§ Required work
Pick out and copy every line of the records below that contains the word "wing".

§ Data for the task
* * *
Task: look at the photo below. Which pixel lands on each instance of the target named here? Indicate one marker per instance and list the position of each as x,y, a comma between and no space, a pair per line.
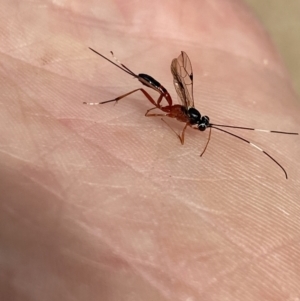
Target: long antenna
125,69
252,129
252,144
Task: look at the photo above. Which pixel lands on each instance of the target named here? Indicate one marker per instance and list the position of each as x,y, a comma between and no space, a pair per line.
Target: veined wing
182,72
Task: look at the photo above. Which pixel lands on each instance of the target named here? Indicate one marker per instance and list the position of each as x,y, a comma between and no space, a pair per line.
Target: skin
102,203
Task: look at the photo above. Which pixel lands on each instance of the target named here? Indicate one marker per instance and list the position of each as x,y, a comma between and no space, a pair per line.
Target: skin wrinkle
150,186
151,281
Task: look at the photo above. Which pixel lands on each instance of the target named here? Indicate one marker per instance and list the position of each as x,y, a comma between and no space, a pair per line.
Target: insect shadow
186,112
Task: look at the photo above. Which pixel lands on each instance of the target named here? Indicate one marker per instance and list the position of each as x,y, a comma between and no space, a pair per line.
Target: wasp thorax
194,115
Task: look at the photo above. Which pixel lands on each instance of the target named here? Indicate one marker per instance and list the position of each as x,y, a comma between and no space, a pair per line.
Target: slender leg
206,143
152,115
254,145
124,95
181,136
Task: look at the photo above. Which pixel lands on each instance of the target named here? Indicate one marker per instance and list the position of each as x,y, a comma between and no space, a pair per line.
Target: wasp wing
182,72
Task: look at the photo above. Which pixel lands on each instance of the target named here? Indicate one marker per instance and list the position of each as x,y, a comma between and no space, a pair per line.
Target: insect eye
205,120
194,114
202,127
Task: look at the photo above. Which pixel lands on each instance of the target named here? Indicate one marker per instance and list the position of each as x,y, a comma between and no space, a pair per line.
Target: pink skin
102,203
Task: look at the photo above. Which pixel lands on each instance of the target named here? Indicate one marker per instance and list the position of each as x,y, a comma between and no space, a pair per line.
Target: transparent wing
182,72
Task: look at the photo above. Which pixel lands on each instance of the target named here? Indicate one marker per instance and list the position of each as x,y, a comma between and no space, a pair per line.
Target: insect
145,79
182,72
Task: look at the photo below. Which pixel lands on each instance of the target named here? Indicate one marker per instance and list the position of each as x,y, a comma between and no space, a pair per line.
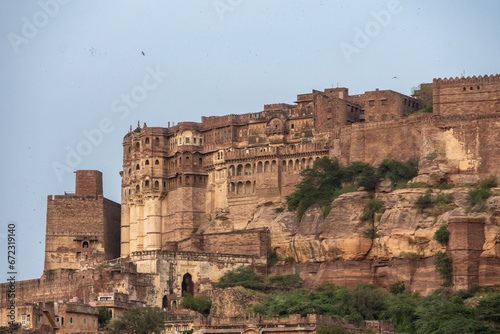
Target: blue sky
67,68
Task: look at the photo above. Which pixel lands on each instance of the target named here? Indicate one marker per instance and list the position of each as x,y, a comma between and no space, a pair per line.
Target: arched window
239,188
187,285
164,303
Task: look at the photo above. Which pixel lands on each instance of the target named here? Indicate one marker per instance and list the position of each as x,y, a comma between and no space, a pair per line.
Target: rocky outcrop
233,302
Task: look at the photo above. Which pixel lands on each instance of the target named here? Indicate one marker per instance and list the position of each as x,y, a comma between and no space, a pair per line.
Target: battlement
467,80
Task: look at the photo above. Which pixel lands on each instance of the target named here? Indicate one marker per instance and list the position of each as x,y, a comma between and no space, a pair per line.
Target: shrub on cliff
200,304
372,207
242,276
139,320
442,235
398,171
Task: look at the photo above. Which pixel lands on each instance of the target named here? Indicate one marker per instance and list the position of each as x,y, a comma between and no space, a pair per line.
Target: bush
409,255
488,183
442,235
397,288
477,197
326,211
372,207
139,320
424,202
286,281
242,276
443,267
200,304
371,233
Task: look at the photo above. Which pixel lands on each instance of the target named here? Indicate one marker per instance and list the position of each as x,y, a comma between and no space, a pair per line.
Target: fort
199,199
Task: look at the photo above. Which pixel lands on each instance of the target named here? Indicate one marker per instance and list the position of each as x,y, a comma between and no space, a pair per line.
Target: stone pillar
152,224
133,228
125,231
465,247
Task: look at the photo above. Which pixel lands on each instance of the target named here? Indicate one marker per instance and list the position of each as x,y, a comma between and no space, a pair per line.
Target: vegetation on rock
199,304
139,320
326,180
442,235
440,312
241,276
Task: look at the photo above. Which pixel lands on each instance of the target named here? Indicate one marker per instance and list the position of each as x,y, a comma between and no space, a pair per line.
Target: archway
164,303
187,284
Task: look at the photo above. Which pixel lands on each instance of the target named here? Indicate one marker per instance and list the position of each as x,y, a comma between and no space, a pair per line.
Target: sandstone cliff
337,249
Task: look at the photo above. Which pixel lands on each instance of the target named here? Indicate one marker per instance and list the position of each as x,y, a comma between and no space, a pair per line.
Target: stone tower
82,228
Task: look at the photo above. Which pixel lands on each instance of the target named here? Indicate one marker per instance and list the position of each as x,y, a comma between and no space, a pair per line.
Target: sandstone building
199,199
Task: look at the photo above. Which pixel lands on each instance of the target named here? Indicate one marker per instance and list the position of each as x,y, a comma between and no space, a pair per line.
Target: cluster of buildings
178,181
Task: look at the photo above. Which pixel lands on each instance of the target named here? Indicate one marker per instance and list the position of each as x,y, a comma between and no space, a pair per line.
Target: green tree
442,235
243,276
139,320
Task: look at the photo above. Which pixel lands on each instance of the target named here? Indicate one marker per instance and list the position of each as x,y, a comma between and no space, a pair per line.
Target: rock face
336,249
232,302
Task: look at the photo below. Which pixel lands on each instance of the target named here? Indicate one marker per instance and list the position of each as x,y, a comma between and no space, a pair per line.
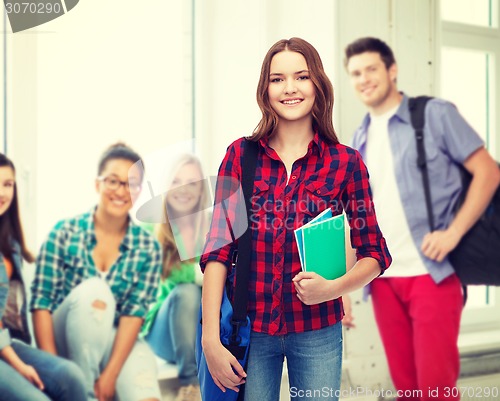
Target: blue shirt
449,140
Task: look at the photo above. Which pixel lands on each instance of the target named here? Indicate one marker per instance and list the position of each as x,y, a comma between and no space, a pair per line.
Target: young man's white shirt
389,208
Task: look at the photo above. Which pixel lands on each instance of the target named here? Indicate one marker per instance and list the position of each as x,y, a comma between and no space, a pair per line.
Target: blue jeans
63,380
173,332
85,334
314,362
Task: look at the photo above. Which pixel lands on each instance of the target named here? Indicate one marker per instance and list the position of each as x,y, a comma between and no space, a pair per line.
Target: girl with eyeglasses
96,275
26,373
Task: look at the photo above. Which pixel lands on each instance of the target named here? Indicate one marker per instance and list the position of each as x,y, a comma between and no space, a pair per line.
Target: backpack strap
* * *
§ Full output
Target: veined wing
Target: wasp wing
Target: transparent wing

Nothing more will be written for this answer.